Continue the blog post about the writer's heart ultrasound, picking up after its final sentence.

# [PROVIDED PASSAGE]
<<<<
They: Well he was born here in the neighbourhood 2000 years ago. We met him then.


Here's a reminder from the people of Bethlehem, about the birth of Jesus.



O Little Town of Bethlehem from Tim Parsons on Vimeo.

Saturday, December 03, 2016

Yes I have a heart. I've been tested.

Yesterday morning very early, I was on the road to the hospital for a "test." One of these hoops the medical profession make you jump through so that they can find whats going on in the invisible insides of you. Having tests have long ceased to be a part of my life and apart from some early childhood health issues, I've been puttering along quiet nicely thank you very much. In fact I was proud of the fact that I was not on any medications of any sort. But that's a hill I need to die on, figuratively I might add. :)

Anyway after an hour drive and some change of clothes I was led into a darkened room and lay on a table where I underwent an ultrasound.

Comedy Randall wanted to take a pic of the ultrasound screen and pop the ultrasound results up on Social Media and ask for possible names. Comedy Randall noticed that the target of the ultrasound, my heart, didn't look like a heart at all. I wondered how Hallmark had hoodwinked us all into a different version of what a heart may look like. That was a huge branding success.  Of course funny Randall wanted to make comments to his evangelical friends that he saw no Jesus in there and what would that mean.

But as the 30 minutes continued on and I got past the comedic posturing I became sort of awe inspired by this muscle inside my chest that has been pumping and beating and keeping me alive for 53 years! Thats crazy. This thing inside of my chest that I was seeing on a screen for the first time, is the one thing that keeps me going, keeps me alive. There are no redundancies built in, this is it.

That really silenced my comedic thinking and the true awe-ness of it all just settled on me in a good appreciative way that made me feel deep gratitude. Then things in my head took another turn. I realized that the thing I was seeing on the screen pumping and moving in rhythm would one day just stop. Stop. Be done and done for good. Now that was kinda deeply moving. I get pretty used to this body just carrying on as it has done in the past. Used to it in ways that don't let me think about what it will be like when the physical parts just stop doing what they are doing. But seeing the physical plant and activity needed to keep me moving and breathing made me realize that there is really and truly a pump down in my chest that's keeping me alive, and that pump shall one day be done - worn out, kaput.  Well that was quite a downer, in a good thoughtful way though.
>>>>
# [PROVIDED INFORMATION]
<<<<
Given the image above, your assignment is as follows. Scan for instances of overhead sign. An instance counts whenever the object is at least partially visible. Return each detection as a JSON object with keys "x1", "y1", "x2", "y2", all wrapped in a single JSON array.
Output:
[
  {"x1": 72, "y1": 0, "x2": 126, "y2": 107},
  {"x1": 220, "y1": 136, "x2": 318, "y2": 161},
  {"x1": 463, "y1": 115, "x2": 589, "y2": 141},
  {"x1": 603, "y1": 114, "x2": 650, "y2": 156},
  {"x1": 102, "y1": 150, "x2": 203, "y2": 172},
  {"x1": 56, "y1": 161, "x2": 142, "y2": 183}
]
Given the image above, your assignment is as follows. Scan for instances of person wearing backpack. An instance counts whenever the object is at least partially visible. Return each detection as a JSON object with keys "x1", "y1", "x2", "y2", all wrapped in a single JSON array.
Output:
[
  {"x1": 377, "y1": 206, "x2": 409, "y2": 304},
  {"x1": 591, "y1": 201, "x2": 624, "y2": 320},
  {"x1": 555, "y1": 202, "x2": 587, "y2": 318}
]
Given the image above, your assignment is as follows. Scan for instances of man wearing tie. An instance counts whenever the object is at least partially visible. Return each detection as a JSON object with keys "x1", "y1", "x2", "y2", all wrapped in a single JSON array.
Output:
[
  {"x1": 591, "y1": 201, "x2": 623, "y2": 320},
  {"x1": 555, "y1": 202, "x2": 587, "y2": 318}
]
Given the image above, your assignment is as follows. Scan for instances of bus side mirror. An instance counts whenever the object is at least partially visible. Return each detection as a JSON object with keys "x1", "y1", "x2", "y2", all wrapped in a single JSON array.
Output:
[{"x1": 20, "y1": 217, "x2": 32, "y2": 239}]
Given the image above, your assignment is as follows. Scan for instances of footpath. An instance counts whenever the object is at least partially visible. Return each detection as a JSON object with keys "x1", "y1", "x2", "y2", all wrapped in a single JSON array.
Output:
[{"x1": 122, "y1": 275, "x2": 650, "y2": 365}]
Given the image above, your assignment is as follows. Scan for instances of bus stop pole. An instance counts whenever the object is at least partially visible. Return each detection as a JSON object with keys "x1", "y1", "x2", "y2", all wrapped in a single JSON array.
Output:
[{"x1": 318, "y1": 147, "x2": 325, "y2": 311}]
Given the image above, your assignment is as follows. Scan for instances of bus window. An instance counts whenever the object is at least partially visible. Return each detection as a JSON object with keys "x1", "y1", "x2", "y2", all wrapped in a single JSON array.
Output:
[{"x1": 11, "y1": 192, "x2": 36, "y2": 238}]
>>>>
# [ANSWER]
People much smarter than I am have written and thought much about us as beings. That yes we do have a physical body and physical dimension to us, but that the larger part of us, the truer part of us is in some form, spirit.

This physical plant I live in, though it is amazingly and wonderfully made, is but a small portion of who Randall Friesen is.  I think there are ways that we can see that even if we don't believe in a God who loves us. Things of eternity and intimacy, things of the human will and the power of desire and the greater power of love. There are things at work here that are simply not to be seen or found in any ultrasound or body scan. Things not even of the physical brain that can get ill and die, but things of the spirit that remain with us even after mental or physical illness.

These are the questions that force us if we are honest, to ask and look and search for more to this life than what we see in the mirror or on an ultrasound screen. But we must be honest in our searching and pursuing, because if we are not, we begin to lie to ourselves and when we do that, we will believe any little thing we tell ourselves. Then we lose our way.

No, there's more to this all than just blood and skin and a 53 year old heart that may or may not need some attention. I believe this life is all about honestly searching for those answers, and if we search with integrity and simplicity, Hope and Peace and Love will be found.


After forty five minutes of scanning and some personal deep revealing thoughts, I got up and got dressed and headed back to the field with a much greater appreciation for this domicile the God of Hope and Peace and Love has given me to inhabit for all these years.